*Goal of the exercise*. Give back the lines below verbatim, omitting all pictures.

════

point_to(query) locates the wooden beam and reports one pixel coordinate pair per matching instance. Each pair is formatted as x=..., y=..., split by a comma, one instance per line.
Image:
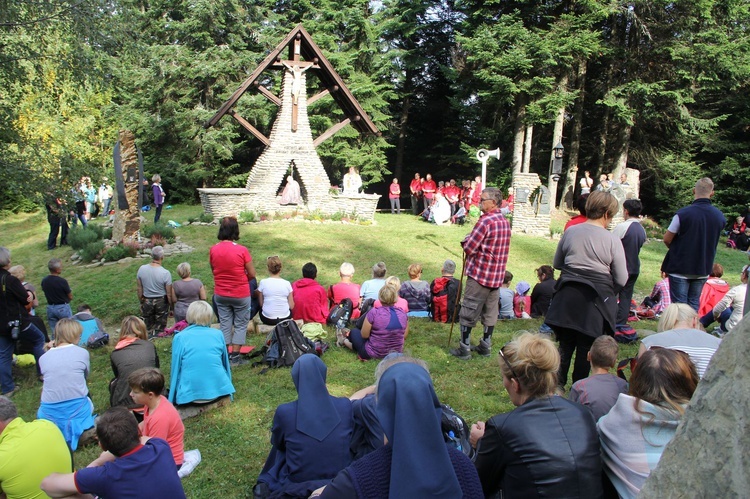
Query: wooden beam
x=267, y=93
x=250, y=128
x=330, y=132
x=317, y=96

════

*Result below*.
point_to(query) locates the wooden beam and reports one pixel coordinate pair per matching instance. Each pair is formatted as x=..., y=..., split by a comma, one instance per line.
Image:
Query: wooden beam
x=267, y=93
x=250, y=128
x=330, y=132
x=317, y=96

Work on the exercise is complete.